Morocco, A traditional transvestite dancer performs in the Djemaa el Fna, Marrakech, Morocco.

I decided to tell my family at the meal that breaks the Ramadan fast what I had been hiding for 20 years; that their son Hamza was really their daughter Mala. I thought they would give me a chance to explain, but the joyful meal became like a gloomy funeral ceremony. The terrible silence was broken when my father picked up a pot of boiling coffee and threw it on me.

My brother hit me and broke my teeth, then jumped onto the table to start raining punches down on me. My mother started screaming, but it seemed like she had already known that I was really her daughter, and she tried to hold off their punches. But I have not touched her hands since. My father kicked me out of the house, saying there was no place in his family for faggots.

I have come a long way since that moment, but getting there was a struggle in the socially conservative atmosphere in Morocco, where I live.

When I was 15 and first found a group of gay and transgender friends, I was swept away by a deep feeling of joy, and was finally able to accept myself for who I was. There in a private house, away from my classmates and even from God, I no longer thought I was the only "deviant" in the world. I could wear women's clothes and dance like Ruby, the seductive Egyptian singer.

It was the first place I had put on lipstick since I was a little girl and went rummaging secretly through my mother's make-up box and the clothes she kept for special occasions. I would put on the dress she wore to weddings and some red lipstick, then promenade around the house like a princess for a few minutes before taking off her clothes and rubbing my lips with water, knowing that she was going to return very soon.

With my new friends, when the party ended, we altered our appearances to look masculine and set off, but I still felt like dancing through the streets of Casablanca. I started strutting like a model, taking advantage of an empty alley in the fancy Maarif neighborhood, when suddenly a gang of young men appeared. My companion Ayoub, or Carol as she liked me to call her, said, "jra girl! There are rouair coming. They're going to beat you up if you don't start acting like a guy."

I hadn't known those words and asked her to teach me more so I could find my way in this new world. She said, "You need to learn that language of louaba (queers) so that you can avoid trouble and beatings. I'm worried about what the rouair (homophobes) might do to you because they don't have any mercy."

She introduced me to Zbiba, who taught me the secret words they said I needed to keep me safe and get by in the world. She taught me how to protect myself from the rouair, how to put on a condom, and how I could run away from home if my secret was found out. She taught me how to look for sexual partners, and how to split my personality between one me and another.

I became more careful, wearing my man mask every morning to school, in my neighborhood, and at home. But at night, during the hours when the only people in the parks of Casablanca were those searching for young men, I became a queer. The parks were a hidden corner where sexual encounters took place and relationships developed.

I started to feel as if I carried a responsibility or had a military rank printed on my sleeve, as by then the world of the louaba no longer seemed new to me. It had been passed down since the French colonists left in 1956 -- a new queer lifestyle full of adventures, oppression, and hiding behind a mask.
+ + + +
**CHALLENGES**
A. Repeat word for word the passage of the coming-out account from Morocco, starting at "Morocco, A traditional" and ending at "family for faggots.".
B. Pick up the coming-out account from Morocco after its final sentence and continue writing it.

Records from a data source:
+ + + +
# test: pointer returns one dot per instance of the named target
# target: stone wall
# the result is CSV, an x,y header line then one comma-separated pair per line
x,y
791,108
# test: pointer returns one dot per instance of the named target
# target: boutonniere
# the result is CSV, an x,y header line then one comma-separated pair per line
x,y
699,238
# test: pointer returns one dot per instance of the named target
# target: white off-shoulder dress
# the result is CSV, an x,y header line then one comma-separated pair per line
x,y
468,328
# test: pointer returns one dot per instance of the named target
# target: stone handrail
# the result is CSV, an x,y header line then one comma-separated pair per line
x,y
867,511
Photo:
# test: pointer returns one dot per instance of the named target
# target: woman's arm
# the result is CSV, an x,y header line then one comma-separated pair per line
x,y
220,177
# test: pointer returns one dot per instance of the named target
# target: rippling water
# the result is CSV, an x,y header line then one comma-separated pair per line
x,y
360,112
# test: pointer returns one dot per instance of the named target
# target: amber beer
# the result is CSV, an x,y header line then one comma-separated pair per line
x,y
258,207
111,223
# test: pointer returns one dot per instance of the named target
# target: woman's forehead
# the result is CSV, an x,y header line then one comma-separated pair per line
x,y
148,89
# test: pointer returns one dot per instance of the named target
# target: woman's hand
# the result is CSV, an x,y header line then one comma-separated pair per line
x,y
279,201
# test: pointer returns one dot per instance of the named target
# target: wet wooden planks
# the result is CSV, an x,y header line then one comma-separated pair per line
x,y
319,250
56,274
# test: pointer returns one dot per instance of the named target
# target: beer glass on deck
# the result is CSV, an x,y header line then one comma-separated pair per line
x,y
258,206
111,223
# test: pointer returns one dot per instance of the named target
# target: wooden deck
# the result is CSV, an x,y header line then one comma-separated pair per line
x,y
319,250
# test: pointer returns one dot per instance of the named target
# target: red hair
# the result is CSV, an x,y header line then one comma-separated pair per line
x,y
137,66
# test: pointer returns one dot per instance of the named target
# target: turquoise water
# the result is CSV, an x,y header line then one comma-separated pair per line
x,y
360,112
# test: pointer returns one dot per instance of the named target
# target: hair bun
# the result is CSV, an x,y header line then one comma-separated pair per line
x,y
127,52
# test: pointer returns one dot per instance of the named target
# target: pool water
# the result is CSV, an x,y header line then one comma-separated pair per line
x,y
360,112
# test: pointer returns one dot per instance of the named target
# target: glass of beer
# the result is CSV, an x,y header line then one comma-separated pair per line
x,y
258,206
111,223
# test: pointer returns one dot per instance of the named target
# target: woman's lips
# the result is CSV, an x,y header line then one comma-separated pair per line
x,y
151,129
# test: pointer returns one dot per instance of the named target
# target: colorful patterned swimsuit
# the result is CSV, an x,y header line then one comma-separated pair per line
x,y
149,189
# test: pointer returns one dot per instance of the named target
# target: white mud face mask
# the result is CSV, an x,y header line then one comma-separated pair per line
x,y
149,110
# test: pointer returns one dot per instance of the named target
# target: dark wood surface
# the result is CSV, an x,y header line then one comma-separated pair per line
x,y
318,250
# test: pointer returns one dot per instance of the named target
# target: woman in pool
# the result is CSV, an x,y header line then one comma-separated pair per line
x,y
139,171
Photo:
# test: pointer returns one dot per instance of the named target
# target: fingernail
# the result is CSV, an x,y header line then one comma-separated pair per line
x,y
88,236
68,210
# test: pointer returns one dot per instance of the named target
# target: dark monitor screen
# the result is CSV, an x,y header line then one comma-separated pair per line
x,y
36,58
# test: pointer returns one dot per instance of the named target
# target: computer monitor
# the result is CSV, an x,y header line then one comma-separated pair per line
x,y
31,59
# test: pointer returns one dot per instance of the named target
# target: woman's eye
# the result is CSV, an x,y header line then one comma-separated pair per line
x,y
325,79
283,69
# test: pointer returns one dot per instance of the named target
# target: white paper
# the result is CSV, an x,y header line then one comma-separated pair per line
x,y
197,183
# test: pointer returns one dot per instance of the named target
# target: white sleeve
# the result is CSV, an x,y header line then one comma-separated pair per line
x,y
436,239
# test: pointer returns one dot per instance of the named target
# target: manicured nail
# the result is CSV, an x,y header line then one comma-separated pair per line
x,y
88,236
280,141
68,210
+ + + +
**THE REPLIES**
A.
Morocco, A traditional transvestite dancer performs in the Djemaa el Fna, Marrakech, Morocco.

I decided to tell my family at the meal that breaks the Ramadan fast what I had been hiding for 20 years; that their son Hamza was really their daughter Mala. I thought they would give me a chance to explain, but the joyful meal became like a gloomy funeral ceremony. The terrible silence was broken when my father picked up a pot of boiling coffee and threw it on me.

My brother hit me and broke my teeth, then jumped onto the table to start raining punches down on me. My mother started screaming, but it seemed like she had already known that I was really her daughter, and she tried to hold off their punches. But I have not touched her hands since. My father kicked me out of the house, saying there was no place in his family for faggots.

B.
Our life as gay and trans people revolved around a few minutes of sex between the oak trees that line the highways of our cities, or in abandoned houses, or in rooftop rooms of sexual partners, where we would make sure to take off our shoes before climbing the stairs so that no one would find out what we were up to.

"Homosexuality is a romantic and sexual preference for people of the same gender," I read on Wikipedia. From this starting point I began to read gay magazines and became familiar with Kif-Kif and Helem, Moroccan and Lebanese gay rights movements, and the meaning of pride.

This was different from what Zbiba taught me--that the only way to survive as a queer was to live a double life. Instead I began to gain an understanding of LGBT rights and of the need for activism to defend those rights in the open. It was a major transformation in my life, and I started to pass on this information to the other louaba. They would gather excitedly around me as I talked about love, nature, and gay rights in Europe, using the term mithli (gay) rather than shadh (deviant). I concluded that I was not made from the same mold as Carol and Zbiba so I left them and the world of the louaba.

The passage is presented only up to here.